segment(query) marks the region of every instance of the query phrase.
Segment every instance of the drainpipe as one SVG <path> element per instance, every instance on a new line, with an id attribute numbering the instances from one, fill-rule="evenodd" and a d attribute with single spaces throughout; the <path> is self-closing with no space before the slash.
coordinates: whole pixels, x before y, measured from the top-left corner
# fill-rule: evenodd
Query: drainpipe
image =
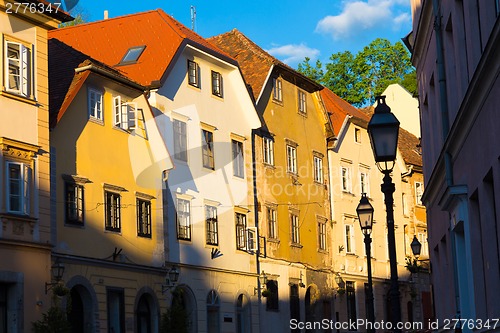
<path id="1" fill-rule="evenodd" d="M 255 219 L 255 226 L 257 227 L 257 251 L 255 252 L 255 263 L 256 263 L 256 268 L 257 268 L 257 297 L 258 297 L 258 308 L 259 308 L 259 328 L 262 327 L 261 325 L 261 320 L 262 316 L 260 315 L 261 313 L 261 308 L 262 308 L 262 286 L 260 285 L 260 228 L 259 228 L 259 200 L 257 198 L 257 170 L 256 170 L 256 164 L 255 161 L 255 137 L 257 136 L 257 130 L 252 129 L 252 185 L 253 185 L 253 209 L 254 209 L 254 219 Z"/>

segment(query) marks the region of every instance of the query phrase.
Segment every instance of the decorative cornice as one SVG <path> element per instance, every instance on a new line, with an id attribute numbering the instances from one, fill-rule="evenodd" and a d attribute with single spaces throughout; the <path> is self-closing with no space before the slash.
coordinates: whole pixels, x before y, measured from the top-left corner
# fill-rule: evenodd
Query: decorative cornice
<path id="1" fill-rule="evenodd" d="M 0 149 L 2 149 L 4 155 L 24 160 L 31 160 L 40 150 L 40 146 L 0 137 Z"/>

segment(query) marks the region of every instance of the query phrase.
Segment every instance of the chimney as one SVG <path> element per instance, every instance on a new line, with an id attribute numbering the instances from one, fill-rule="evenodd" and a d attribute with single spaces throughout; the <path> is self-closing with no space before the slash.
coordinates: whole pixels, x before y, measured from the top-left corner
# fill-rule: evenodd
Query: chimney
<path id="1" fill-rule="evenodd" d="M 106 9 L 104 11 L 104 19 L 107 20 L 108 19 L 108 10 Z"/>

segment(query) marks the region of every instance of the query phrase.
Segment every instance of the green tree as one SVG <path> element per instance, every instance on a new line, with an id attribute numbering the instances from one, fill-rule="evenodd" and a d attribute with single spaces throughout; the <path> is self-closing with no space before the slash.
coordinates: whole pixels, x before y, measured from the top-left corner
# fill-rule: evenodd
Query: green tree
<path id="1" fill-rule="evenodd" d="M 338 52 L 329 60 L 321 77 L 322 69 L 312 68 L 308 58 L 298 65 L 298 71 L 355 106 L 373 104 L 375 96 L 393 83 L 401 84 L 412 94 L 417 91 L 415 69 L 401 42 L 392 45 L 387 39 L 377 38 L 356 55 Z"/>
<path id="2" fill-rule="evenodd" d="M 323 75 L 325 75 L 323 65 L 321 61 L 316 60 L 316 65 L 313 67 L 310 64 L 310 60 L 311 58 L 306 57 L 304 62 L 299 64 L 298 71 L 314 81 L 321 82 Z"/>
<path id="3" fill-rule="evenodd" d="M 69 14 L 73 16 L 75 19 L 73 21 L 65 22 L 59 24 L 59 28 L 64 28 L 64 27 L 71 27 L 74 25 L 82 24 L 82 23 L 87 23 L 89 22 L 90 14 L 87 12 L 86 9 L 76 6 L 73 9 L 69 11 Z"/>

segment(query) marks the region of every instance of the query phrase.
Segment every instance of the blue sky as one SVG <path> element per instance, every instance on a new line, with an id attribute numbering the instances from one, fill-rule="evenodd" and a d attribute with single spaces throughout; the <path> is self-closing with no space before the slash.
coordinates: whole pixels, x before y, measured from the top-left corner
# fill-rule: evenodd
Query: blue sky
<path id="1" fill-rule="evenodd" d="M 75 0 L 66 0 L 75 1 Z M 276 58 L 296 68 L 304 57 L 328 61 L 357 53 L 375 38 L 395 43 L 411 31 L 410 0 L 79 0 L 90 21 L 161 8 L 211 37 L 236 28 Z"/>

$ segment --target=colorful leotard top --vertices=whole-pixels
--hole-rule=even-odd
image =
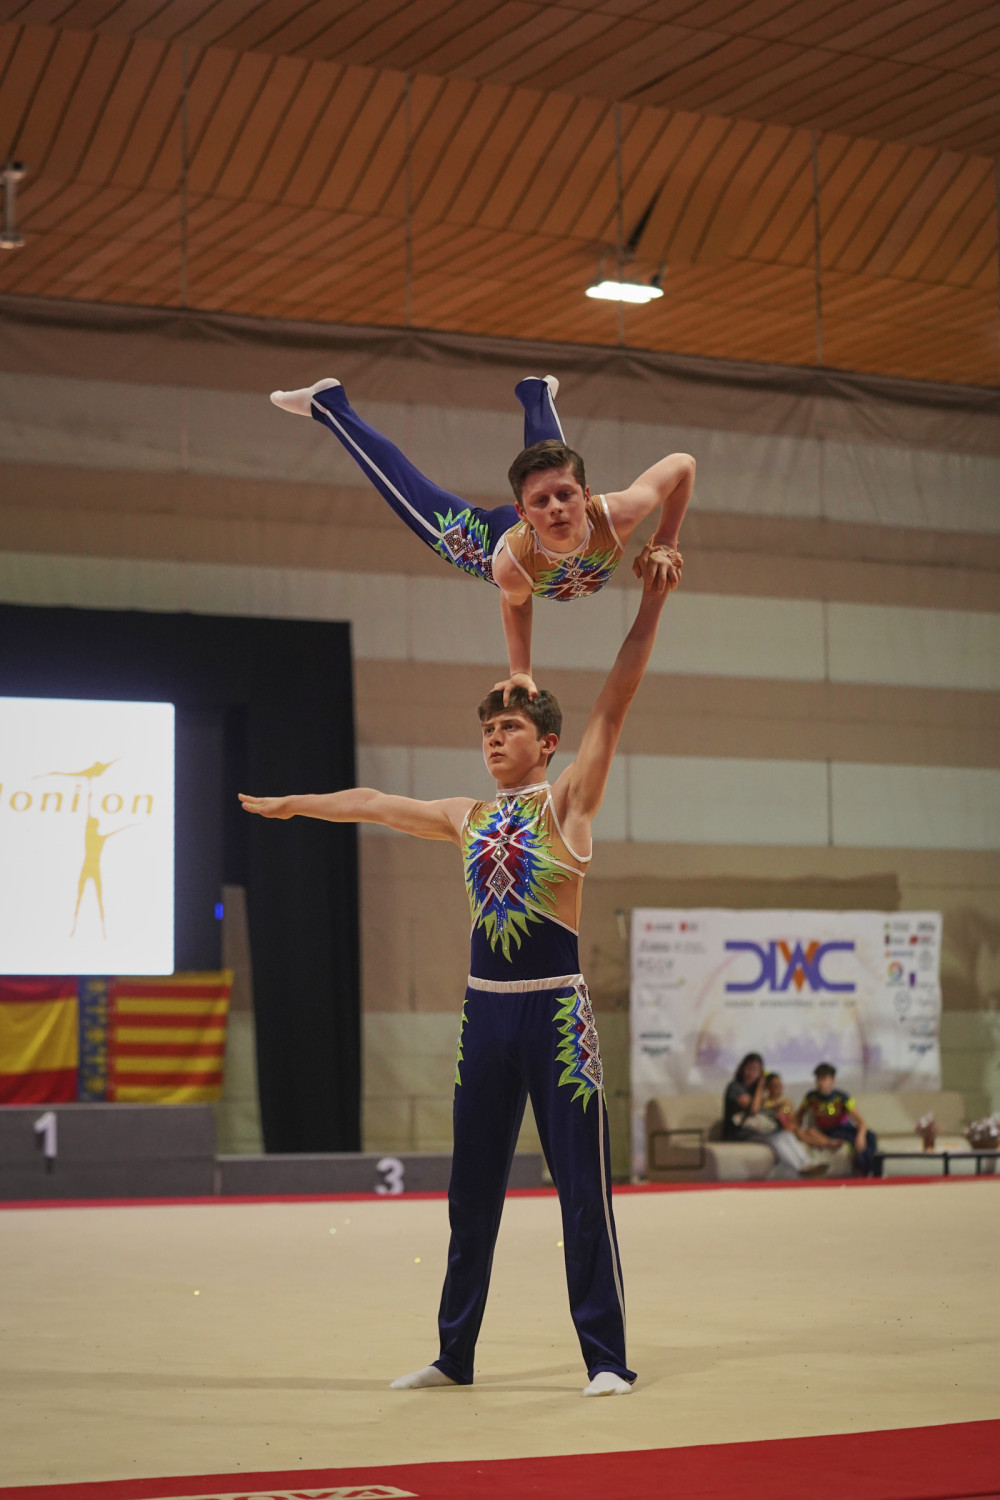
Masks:
[[[581,599],[596,594],[625,550],[603,495],[591,495],[587,501],[587,535],[573,552],[546,551],[527,521],[505,531],[496,552],[501,547],[507,548],[511,561],[531,584],[531,592],[540,599]]]
[[[590,855],[567,844],[547,781],[476,802],[462,825],[462,859],[471,975],[512,982],[580,972],[577,930]]]

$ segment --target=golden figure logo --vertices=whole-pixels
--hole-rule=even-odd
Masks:
[[[80,805],[79,783],[85,782],[87,787],[86,821],[83,829],[83,863],[80,866],[80,878],[76,887],[76,907],[73,911],[73,926],[70,937],[76,936],[77,926],[80,920],[80,907],[83,905],[83,897],[88,885],[93,885],[94,895],[97,899],[97,910],[101,919],[101,935],[105,939],[108,936],[107,921],[104,912],[104,883],[101,879],[101,858],[104,854],[104,846],[108,839],[113,839],[116,834],[127,833],[130,828],[135,828],[135,823],[126,823],[123,828],[108,828],[102,832],[100,818],[94,815],[93,798],[94,782],[103,776],[112,766],[117,765],[121,759],[116,756],[114,760],[95,760],[90,766],[79,771],[42,771],[33,776],[33,781],[44,781],[50,776],[64,776],[78,783],[74,790],[73,800],[68,809],[75,813]],[[13,812],[28,812],[34,799],[30,792],[14,792],[10,798],[10,807]],[[61,813],[63,810],[62,792],[45,792],[42,795],[39,812],[48,812],[50,803],[53,811]],[[148,792],[138,793],[132,798],[132,811],[137,813],[140,805],[145,803],[146,816],[153,811],[153,798]],[[109,792],[101,802],[101,810],[111,816],[122,811],[125,805],[124,798],[120,792]]]

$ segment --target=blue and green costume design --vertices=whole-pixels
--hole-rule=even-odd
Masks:
[[[524,409],[526,448],[546,438],[563,441],[555,402],[544,380],[534,376],[522,380],[515,395]],[[519,522],[513,504],[487,510],[442,489],[421,474],[395,443],[362,421],[342,385],[314,395],[312,415],[339,439],[415,536],[463,573],[494,582],[493,554],[504,533]],[[570,596],[563,592],[558,597]]]
[[[462,854],[471,962],[435,1364],[458,1384],[472,1383],[507,1179],[530,1098],[559,1194],[570,1312],[588,1376],[610,1370],[632,1381],[601,1054],[579,972],[580,895],[590,856],[566,843],[547,783],[476,803]]]

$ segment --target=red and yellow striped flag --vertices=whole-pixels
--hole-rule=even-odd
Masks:
[[[108,1098],[125,1104],[218,1099],[233,976],[174,974],[110,986]]]
[[[0,979],[0,1104],[76,1098],[75,979]]]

_The problem_
Across the listing, count the lines that contain "target". Nothing but the number should be returned.

_Worked solution_
4